= Data to use =
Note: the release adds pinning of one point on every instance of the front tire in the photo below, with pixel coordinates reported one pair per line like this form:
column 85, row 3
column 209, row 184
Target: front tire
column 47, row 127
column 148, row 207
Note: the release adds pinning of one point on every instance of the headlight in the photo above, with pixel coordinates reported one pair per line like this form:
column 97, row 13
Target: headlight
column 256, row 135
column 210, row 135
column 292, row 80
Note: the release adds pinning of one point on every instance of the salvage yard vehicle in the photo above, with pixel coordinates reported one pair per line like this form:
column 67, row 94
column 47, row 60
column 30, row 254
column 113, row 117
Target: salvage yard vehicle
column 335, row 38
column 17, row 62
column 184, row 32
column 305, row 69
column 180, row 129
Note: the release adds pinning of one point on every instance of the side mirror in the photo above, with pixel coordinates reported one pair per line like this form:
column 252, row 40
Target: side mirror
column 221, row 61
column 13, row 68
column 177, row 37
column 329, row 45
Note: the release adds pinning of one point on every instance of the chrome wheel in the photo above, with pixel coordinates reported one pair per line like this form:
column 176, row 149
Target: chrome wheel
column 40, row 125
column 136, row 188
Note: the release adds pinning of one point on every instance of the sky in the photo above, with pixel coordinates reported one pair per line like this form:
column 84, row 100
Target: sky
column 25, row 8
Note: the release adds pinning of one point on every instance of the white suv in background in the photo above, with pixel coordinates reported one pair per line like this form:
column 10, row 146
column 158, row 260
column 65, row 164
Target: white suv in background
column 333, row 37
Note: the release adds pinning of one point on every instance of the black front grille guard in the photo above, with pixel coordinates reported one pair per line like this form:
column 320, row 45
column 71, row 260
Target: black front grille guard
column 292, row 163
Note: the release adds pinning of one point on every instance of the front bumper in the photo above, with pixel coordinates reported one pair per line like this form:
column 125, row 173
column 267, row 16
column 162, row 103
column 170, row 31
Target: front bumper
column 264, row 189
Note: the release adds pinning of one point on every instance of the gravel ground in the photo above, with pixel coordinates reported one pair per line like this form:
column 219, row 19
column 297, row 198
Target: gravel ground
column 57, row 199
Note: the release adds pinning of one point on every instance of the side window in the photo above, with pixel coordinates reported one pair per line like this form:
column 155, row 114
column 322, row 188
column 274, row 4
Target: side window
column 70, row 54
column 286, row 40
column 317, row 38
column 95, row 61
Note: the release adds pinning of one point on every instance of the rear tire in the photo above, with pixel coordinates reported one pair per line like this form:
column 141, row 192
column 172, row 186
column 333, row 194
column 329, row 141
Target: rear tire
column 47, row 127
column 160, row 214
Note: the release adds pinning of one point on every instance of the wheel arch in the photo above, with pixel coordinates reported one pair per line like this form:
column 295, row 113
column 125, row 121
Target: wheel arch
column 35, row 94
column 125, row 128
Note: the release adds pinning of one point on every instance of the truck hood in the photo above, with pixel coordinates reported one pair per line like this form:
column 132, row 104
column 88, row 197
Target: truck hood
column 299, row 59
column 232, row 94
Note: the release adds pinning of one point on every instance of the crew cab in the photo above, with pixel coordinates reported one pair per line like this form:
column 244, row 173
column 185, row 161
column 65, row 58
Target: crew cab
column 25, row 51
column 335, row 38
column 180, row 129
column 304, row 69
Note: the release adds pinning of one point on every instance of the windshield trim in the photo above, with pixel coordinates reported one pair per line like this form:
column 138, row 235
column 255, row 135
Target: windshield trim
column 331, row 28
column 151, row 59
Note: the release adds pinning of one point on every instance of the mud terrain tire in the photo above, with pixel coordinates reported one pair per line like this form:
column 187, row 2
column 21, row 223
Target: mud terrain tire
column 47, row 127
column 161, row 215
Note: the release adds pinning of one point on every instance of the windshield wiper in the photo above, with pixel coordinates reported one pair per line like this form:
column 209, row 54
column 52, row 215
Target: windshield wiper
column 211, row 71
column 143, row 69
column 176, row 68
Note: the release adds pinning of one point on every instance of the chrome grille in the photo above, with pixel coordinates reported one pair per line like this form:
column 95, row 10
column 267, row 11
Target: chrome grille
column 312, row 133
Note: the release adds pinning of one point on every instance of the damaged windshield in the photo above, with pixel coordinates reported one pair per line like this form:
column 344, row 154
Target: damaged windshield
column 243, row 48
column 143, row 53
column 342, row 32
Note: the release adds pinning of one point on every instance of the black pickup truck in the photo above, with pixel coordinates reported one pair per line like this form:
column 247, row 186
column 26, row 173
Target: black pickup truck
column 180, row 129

...

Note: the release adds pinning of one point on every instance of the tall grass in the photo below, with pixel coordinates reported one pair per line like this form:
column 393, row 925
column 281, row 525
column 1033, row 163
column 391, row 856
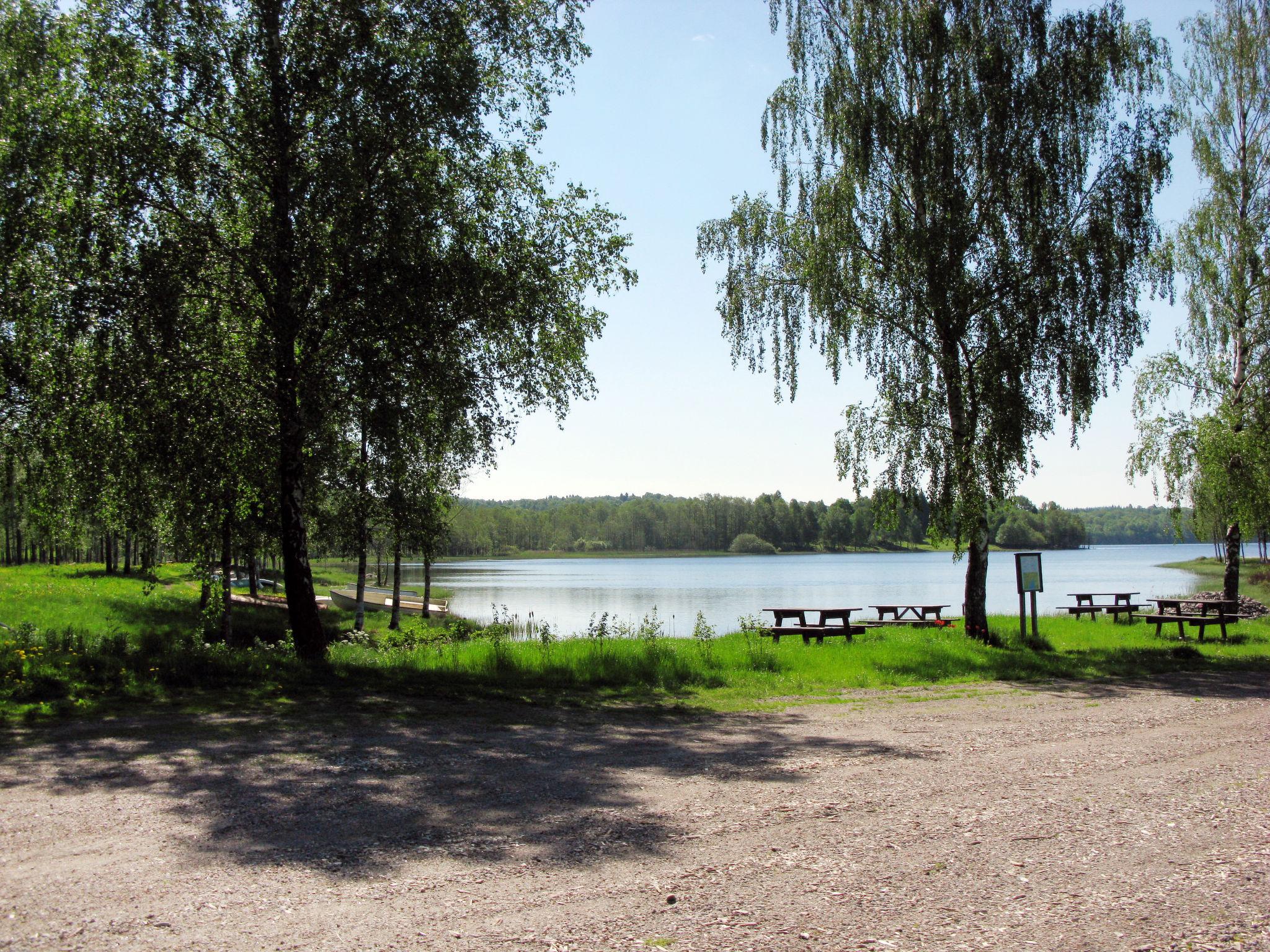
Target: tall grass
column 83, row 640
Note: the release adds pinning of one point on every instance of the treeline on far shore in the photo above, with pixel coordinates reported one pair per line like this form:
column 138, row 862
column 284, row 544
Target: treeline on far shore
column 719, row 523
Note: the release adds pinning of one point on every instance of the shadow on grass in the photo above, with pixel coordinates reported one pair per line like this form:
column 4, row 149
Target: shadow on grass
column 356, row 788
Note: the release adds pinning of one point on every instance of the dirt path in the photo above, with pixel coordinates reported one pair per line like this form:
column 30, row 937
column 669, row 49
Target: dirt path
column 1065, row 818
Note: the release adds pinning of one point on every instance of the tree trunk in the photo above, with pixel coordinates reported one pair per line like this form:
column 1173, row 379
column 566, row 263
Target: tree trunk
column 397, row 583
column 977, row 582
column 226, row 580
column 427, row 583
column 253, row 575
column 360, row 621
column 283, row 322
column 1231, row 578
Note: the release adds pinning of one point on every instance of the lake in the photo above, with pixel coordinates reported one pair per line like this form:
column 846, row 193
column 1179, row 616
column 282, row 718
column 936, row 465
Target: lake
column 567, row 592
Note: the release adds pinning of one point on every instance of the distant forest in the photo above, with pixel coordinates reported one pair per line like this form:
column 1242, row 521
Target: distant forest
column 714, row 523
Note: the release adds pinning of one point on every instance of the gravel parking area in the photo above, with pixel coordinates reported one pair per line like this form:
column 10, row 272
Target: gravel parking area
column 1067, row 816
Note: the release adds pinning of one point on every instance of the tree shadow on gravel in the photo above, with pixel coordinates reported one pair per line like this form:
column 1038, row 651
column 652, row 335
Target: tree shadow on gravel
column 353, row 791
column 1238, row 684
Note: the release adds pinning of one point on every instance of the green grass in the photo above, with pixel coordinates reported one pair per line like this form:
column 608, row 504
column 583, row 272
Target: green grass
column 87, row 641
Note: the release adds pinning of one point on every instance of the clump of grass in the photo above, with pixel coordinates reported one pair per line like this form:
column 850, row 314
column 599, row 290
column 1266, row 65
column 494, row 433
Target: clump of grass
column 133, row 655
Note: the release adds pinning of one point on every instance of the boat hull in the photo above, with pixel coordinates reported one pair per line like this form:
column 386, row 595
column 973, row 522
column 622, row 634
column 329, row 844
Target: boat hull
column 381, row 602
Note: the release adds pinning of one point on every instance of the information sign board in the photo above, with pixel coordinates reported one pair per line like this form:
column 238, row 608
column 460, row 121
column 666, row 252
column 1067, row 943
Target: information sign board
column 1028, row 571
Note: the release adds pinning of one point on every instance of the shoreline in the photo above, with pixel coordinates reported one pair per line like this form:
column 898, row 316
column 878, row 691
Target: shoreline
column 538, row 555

= Task details =
List the lines from the one containing "instance of the sky" through the one containing "column 25, row 8", both included, as a numbered list with blank lines omitted.

= Solution for this problem =
1. Note: the release adds pinning of one point on every instance of the sky in the photo above, with pixel coordinates reported one pair per line like this form:
2. column 84, row 100
3. Target: sky
4. column 25, row 8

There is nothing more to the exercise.